**本文**:
以上のように、第2種の一軸性位相差フィルムを設ける位置や枚数については各種の変形例が可能である。ここで、シミュレーションにより、図33の構成例において複数枚の第2種の一軸性位相差フィルムを設けた場合の最適な条件について調べた。すなわち、第1の偏光素子21と第1種の一軸性位相差フィルム61との間か、あるいは第2の偏光素子22と第1種の一軸性位相差フィルム62との間の少なくとも一方に、nx≒ny>nzの関係が成り立つN層の第2種の一軸性位相差フィルムを配置し、第1種の一軸性位相差フィルム61と液晶パネル30との間か、あるいは第1種の一軸性位相差フィルム62と液晶パネル30との間の少なくとも一方に、nx≒ny>nzの関係が成り立つM層の第2種の一軸性位相差フィルムを配置した場合を調べた(N+M≧1)。
その結果、N層の位相差フィルムのリタデーション((nx+ny)/2−nz)dを、それぞれリタデーションRt1、Rt2、…、RtNとし、M層の位相差フィルムのリタデーション((nx+ny)/2−nz)dを、それぞれリタデーションRt’1、Rt’2、…、Rt’Mとすると、リタデーションR及びリタデーションRt1+Rt2+…+RtN+Rt’1+Rt’2+…+Rt’Mの最適値とリタデーションRLCの間に次のようにな関係があることが分かった(単位はnm)。
リタデーションRの最適値:(−0.08×RLC+58)×α+95×(1−α)
Rt1+Rt2+…+RtN+Rt’1+Rt’2+…+Rt’Mの最適値:(1.13×RLC−105)×α+(0.89×RLC−137)×(1−α)
但し、α=(Rt1+Rt2+…+RtN)/(Rt1+Rt2+…+RtN+Rt’1+Rt’2+…+Rt’M)、及び単位はnmである。
以上のように求めたリタデーションR及びリタデーションRt1+Rt2+…+RtN+Rt’1+Rt’2+…+Rt’Mの最適値を基準に、リタデーションRについては±60nm、リタデーションRt1+Rt2+…+RtN+Rt’1+Rt’2+…+Rt’Mについては±120nmの範囲であれば、45度方位の斜め80度からパネルを見たときのコントラストがほぼ2以上となり、図4の位相差フィルムを使用しないときに比べて位相差フィルムを付加することにより視角特性が改善されることが分かった。
更に、リタデーションRについては±30nm、リタデーションRt1+Rt2+…+RtN+Rt’1+Rt’2+…+Rt’Mについては±60nmの範囲であれば、45度方位の斜め80度からパネルを見たときのコントラストがほぼ5以上となり、視角特性は一層改善されることが分かった。
以上、本発明の実施形態について説明したが、光学フィルムとして、偏光板の支持基板として広く用いられているTAC(トリアセチルセルロース)フィルムを使用することも行った。一般に偏光板は、ロール状に巻かれたTACフィルム、ロール状に巻かれたヨウ素を添加されたPVA(ポリビニールアルコール)フィルム、ロール状に巻かれたTACフィルムを、ロールから巻き出されたものをそのまま貼り合わせてロールに巻き取る形で製造されている。

**保存データ**:
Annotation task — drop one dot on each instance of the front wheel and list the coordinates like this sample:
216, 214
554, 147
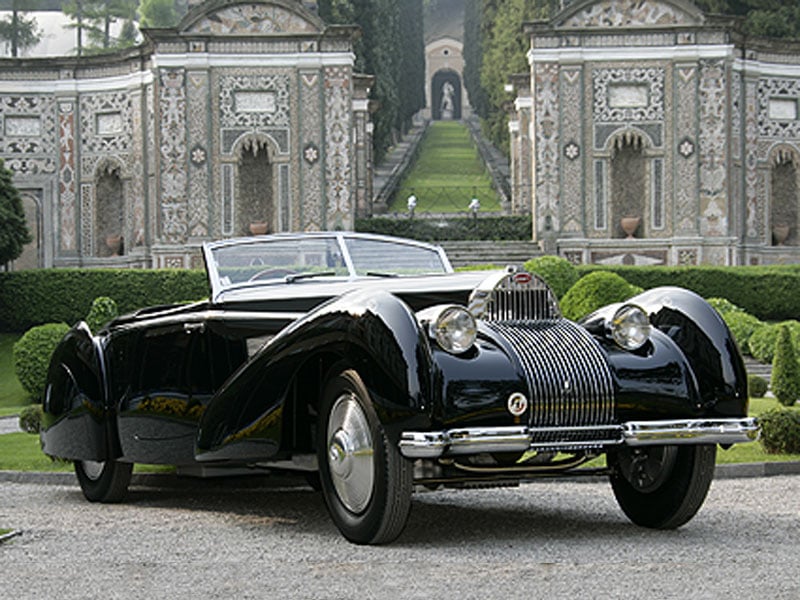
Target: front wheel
105, 481
366, 482
662, 487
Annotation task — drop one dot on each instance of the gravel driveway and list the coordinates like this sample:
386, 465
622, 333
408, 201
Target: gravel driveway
275, 540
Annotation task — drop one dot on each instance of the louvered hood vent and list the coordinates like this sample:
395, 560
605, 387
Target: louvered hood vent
568, 375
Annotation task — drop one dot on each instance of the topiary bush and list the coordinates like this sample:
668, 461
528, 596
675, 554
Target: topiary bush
763, 340
780, 431
30, 418
785, 370
558, 273
32, 354
594, 291
103, 310
756, 386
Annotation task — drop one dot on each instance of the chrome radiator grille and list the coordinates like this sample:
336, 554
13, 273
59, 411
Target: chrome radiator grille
569, 379
518, 296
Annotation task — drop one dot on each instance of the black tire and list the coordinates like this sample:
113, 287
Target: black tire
104, 481
662, 487
366, 483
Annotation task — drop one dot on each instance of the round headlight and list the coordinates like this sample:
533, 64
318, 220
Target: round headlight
455, 329
630, 327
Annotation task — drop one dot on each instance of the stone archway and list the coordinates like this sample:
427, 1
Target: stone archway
31, 257
784, 198
629, 190
255, 201
109, 211
446, 95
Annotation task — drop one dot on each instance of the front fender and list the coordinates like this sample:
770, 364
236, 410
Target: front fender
74, 424
375, 331
704, 338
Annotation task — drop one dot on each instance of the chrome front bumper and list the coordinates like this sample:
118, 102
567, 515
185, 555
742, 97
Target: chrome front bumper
475, 440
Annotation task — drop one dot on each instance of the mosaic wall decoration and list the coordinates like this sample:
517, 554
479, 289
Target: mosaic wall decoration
628, 95
685, 209
754, 218
572, 200
712, 148
251, 19
172, 107
308, 215
546, 113
629, 13
28, 133
198, 91
776, 117
67, 178
338, 168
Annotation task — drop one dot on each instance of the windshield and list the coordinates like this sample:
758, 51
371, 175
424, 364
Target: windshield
292, 259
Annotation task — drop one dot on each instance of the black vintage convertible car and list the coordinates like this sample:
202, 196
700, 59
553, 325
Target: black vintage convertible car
368, 363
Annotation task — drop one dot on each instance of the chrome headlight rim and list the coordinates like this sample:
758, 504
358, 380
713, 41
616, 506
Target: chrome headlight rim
454, 329
630, 327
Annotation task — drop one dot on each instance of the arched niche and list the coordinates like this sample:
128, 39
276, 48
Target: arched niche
629, 185
254, 210
446, 95
109, 210
784, 197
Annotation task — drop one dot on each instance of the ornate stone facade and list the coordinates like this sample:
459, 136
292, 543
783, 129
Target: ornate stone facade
247, 111
655, 111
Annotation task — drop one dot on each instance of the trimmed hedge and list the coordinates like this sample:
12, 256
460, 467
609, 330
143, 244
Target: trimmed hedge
32, 354
594, 291
29, 298
450, 228
768, 292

**課題**: 位相差フィルムについての本文に出てくる部材のうち、参照番号が付いているものを番号ごとにすべて挙げよ。

**この課題の解答**:
第1の偏光素子21
第2の偏光素子22
第1種の一軸性位相差フィルム61
第1種の一軸性位相差フィルム62
液晶パネル30